■ **Extracted text**:

>>>>

After this lecture, you will be able to:

Recall the stagnant-film flux relation for two-phase mass transfer.
Apply film and equilibrium relations to determine interfacial compositions and fluxes.
Describe how internal column mass balances shape local driving forces.

Recall of last week: two-phase mass transfer

Useful tool: equilibrium diagram

Key features:

x-axis & y-axis meaning?
Points on and below curve?
Equilibrium line and operating line?
Points above and below eq. line?
Meaning of operating line with flow rates?

Recap: key equation 1 – flux relation

For very diluted (EMCD-like) system, the flux equation in each phase follows:

\[\begin{align} N_A = k_y' (y_{AG} - y_{Ai}) = k_x' (x_{Ai} - x_{AL}) \end{align}\]

This leads to the slope to the eq. line as:

\[\begin{align} \text{Slope} &= - \frac{y_{AG} - y_{Ai}}{x_{Ai} - x_{AL}} \\ &= -\frac{k_x'}{k_y'} \end{align}\]

Recap: key equation 2 – mass balance (2-phase)

If we only care what possible $(x, y)$ points are in the tower, can use 2-phase mass balance:

\[\begin{align} L'\left(\frac{x_2}{1 - x_2}\right) + V'\left(\frac{y_1}{1 - y_1}\right) = L'\left(\frac{x_1}{1 - x_1}\right) + V'\left(\frac{y_2}{1 - y_2}\right) \end{align}\]

In very diluted (EMCD-like) system, we have operating line with a slope of $L'/V'$.

Given inlet $y_1$ and target $x_2, y_2$ 👉 minimal operating $L'$ (see Assignment 6!)
Given actual $L'$ 👉 predict outlet $x_1$

What can we improve from last week’s picture?

Applicability

Instead of focusing on very diluted ($1-x\approx 1-y \approx 1$), derive equations for general, diffusion through stagnant film case
Solving interfacial composition for general case

Case study: height requirement in packed absorption tower

How tall should the tower / column be, given the mass transfer coefficients?

<<<<

■ **Problems**:
- a) Answer these questions from the lecture notes on two-phase mass transfer:
(i) In a very diluted system, what slope does the operating line have?
(ii) What ratio of film coefficients does the slope to the equilibrium line equal?
(iii) What question does the case study on the packed absorption tower pose?
- b) Put every line of the records into a numbered list, skipping any blank lines and leaving out the pictures.
The records have no connection to the text above them.

■ **Provided records**:
>>>>

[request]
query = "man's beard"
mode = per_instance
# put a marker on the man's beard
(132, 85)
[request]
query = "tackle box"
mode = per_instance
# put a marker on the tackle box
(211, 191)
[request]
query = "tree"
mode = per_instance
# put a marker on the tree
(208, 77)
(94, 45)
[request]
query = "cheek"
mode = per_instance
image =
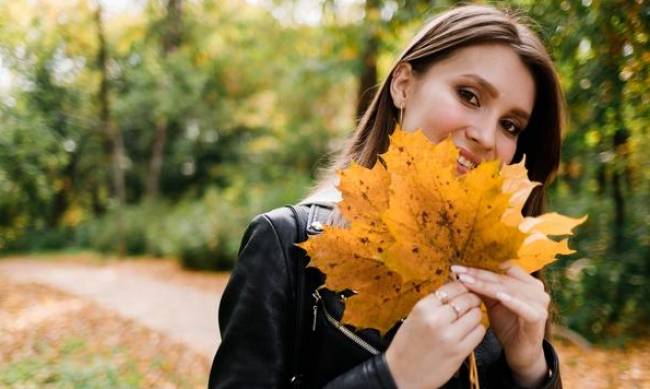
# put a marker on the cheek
(506, 149)
(440, 121)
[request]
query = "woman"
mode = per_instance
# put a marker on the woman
(483, 78)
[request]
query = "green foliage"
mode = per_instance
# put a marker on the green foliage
(69, 370)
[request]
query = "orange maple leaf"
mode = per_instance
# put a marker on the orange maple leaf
(412, 216)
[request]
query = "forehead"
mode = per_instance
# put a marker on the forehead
(497, 64)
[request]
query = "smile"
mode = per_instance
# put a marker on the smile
(466, 162)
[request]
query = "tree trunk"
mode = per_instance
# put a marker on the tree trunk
(171, 40)
(368, 75)
(112, 134)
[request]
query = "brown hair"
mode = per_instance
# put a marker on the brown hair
(454, 29)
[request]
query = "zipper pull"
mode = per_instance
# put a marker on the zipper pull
(317, 298)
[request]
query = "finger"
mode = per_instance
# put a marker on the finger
(489, 289)
(530, 313)
(464, 302)
(449, 291)
(466, 323)
(516, 271)
(473, 338)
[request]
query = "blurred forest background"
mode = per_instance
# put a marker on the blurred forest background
(161, 127)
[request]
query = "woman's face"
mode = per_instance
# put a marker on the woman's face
(482, 96)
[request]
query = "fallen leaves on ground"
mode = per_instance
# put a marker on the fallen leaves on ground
(48, 337)
(600, 368)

<<<<

■ **Answers for this exercise**:
- a)
(i) L'/V'
(ii) -k_x'/k_y'
(iii) How tall should the tower / column be, given the mass transfer coefficients?

- b)
1. [request]
2. query = "man's beard"
3. mode = per_instance
4. # put a marker on the man's beard
5. (132, 85)
6. [request]
7. query = "tackle box"
8. mode = per_instance
9. # put a marker on the tackle box
10. (211, 191)
11. [request]
12. query = "tree"
13. mode = per_instance
14. # put a marker on the tree
15. (208, 77)
16. (94, 45)
17. [request]
18. query = "cheek"
19. mode = per_instance
20. image =
21. # put a marker on the cheek
22. (506, 149)
23. (440, 121)
24. [request]
25. query = "woman"
26. mode = per_instance
27. # put a marker on the woman
28. (483, 78)
29. [request]
30. query = "green foliage"
31. mode = per_instance
32. # put a marker on the green foliage
33. (69, 370)
34. [request]
35. query = "orange maple leaf"
36. mode = per_instance
37. # put a marker on the orange maple leaf
38. (412, 216)
39. [request]
40. query = "forehead"
41. mode = per_instance
42. # put a marker on the forehead
43. (497, 64)
44. [request]
45. query = "smile"
46. mode = per_instance
47. # put a marker on the smile
48. (466, 162)
49. [request]
50. query = "tree trunk"
51. mode = per_instance
52. # put a marker on the tree trunk
53. (171, 40)
54. (368, 75)
55. (112, 134)
56. [request]
57. query = "brown hair"
58. mode = per_instance
59. # put a marker on the brown hair
60. (454, 29)
61. [request]
62. query = "zipper pull"
63. mode = per_instance
64. # put a marker on the zipper pull
65. (317, 298)
66. [request]
67. query = "finger"
68. mode = per_instance
69. # put a marker on the finger
70. (489, 289)
71. (530, 313)
72. (464, 302)
73. (449, 291)
74. (466, 323)
75. (516, 271)
76. (473, 338)
77. [request]
78. query = "blurred forest background"
79. mode = per_instance
80. # put a marker on the blurred forest background
81. (161, 127)
82. [request]
83. query = "woman's face"
84. mode = per_instance
85. # put a marker on the woman's face
86. (482, 96)
87. [request]
88. query = "fallen leaves on ground"
89. mode = per_instance
90. # put a marker on the fallen leaves on ground
91. (48, 337)
92. (600, 368)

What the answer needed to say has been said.